[Task brief] Could you give back exactly the lines below from the one with "[[271, 10], [389, 197]]" through the one with "[[313, 186]]", without a single picture?

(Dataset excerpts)
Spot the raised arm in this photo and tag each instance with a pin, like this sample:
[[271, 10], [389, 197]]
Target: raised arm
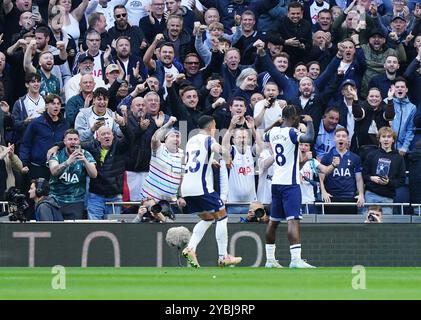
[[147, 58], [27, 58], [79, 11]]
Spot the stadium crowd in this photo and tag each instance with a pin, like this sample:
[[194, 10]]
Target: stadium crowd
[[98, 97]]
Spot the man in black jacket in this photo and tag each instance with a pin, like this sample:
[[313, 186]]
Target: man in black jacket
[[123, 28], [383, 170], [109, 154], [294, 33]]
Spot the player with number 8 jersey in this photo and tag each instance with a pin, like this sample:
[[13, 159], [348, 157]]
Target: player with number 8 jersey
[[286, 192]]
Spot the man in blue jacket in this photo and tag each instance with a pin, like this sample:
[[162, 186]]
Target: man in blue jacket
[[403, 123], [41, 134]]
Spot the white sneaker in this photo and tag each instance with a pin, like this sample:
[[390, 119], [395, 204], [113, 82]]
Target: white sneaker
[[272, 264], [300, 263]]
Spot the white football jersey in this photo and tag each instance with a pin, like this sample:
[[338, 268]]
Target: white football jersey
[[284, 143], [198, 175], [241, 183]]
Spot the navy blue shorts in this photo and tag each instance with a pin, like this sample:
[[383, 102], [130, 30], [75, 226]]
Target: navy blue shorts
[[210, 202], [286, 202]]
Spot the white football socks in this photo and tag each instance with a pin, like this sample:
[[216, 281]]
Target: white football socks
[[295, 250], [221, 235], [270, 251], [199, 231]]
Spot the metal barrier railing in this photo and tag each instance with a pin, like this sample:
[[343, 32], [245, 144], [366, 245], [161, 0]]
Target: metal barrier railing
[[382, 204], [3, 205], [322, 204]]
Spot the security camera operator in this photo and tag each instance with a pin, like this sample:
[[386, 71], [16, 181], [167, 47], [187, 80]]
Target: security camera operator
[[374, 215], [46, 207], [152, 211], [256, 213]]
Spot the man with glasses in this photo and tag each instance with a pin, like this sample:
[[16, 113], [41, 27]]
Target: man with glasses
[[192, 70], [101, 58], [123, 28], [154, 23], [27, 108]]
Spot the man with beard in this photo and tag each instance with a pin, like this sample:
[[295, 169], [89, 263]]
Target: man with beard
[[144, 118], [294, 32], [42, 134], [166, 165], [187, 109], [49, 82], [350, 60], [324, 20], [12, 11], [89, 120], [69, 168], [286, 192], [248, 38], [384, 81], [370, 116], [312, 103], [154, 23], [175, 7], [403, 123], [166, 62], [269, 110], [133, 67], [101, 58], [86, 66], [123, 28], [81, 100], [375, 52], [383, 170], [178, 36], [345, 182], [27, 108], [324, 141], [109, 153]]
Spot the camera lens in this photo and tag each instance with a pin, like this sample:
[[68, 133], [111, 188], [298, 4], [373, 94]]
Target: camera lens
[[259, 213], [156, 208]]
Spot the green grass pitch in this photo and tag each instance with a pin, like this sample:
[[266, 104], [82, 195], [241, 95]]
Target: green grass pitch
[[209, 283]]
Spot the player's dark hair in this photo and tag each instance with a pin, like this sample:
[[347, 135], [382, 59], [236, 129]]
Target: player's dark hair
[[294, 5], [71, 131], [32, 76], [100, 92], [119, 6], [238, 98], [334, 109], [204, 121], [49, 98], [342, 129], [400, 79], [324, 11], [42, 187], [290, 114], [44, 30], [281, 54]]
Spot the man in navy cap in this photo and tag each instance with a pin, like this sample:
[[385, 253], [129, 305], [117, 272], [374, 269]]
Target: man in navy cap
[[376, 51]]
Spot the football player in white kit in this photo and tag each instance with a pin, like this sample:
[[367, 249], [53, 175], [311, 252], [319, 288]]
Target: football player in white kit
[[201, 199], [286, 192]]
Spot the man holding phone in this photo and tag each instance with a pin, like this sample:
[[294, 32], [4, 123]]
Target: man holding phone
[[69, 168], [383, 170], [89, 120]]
--
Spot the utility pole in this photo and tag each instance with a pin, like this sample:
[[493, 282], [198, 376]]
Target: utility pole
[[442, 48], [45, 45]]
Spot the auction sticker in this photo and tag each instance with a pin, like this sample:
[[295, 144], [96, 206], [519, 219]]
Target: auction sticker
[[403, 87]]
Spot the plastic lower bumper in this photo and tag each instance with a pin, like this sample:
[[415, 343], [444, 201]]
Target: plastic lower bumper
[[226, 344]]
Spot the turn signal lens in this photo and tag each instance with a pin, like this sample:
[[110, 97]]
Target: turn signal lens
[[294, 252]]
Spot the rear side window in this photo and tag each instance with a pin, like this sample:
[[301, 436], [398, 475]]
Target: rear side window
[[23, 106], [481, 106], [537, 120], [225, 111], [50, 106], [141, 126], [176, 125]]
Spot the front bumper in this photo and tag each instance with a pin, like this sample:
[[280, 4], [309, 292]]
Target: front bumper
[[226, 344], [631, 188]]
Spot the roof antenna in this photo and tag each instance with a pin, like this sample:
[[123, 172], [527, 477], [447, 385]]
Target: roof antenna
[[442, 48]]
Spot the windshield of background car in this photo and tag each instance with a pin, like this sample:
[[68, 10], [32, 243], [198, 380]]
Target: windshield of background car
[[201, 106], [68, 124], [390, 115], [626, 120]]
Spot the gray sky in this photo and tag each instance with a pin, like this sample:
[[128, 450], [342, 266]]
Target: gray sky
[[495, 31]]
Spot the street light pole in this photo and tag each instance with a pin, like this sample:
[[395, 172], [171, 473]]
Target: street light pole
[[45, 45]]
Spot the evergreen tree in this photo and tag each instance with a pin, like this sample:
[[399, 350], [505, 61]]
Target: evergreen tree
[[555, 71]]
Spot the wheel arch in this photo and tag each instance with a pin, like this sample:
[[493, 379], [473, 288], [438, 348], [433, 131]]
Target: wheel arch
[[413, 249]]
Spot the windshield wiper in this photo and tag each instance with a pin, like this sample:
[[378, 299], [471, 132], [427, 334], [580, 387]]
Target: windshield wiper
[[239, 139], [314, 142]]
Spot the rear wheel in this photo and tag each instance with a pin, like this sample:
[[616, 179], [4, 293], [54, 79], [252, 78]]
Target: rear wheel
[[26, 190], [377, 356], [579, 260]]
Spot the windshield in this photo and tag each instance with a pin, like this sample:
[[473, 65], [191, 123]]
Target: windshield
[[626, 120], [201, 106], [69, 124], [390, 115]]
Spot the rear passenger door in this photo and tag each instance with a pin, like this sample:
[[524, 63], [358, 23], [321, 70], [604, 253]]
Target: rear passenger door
* * *
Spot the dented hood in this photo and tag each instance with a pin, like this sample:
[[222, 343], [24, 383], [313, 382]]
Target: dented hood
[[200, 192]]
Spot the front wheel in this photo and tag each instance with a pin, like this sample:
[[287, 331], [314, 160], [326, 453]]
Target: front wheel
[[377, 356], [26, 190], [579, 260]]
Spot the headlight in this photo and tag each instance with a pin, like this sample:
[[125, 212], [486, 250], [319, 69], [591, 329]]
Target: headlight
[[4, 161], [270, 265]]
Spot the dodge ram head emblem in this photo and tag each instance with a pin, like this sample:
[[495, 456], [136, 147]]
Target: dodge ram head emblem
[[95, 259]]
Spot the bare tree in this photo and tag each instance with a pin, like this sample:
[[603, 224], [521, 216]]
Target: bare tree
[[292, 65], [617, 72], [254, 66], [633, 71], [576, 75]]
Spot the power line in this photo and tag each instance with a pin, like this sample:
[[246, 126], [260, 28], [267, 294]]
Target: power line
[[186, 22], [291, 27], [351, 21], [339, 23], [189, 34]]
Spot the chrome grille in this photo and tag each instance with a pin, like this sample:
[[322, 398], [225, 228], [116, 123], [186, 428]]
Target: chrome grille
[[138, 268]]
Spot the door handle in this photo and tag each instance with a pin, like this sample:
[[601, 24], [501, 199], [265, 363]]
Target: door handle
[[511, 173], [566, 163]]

[Expected output]
[[271, 10], [389, 197]]
Target: raised arm
[[147, 58], [27, 58], [79, 11]]
Spot the stadium crowd in this photo and tag each instance with a pin, like this sample:
[[194, 10]]
Target: stadium crowd
[[98, 97]]
Spot the man in black jacket in this photo and tag each instance with a pin, like this sample:
[[313, 186]]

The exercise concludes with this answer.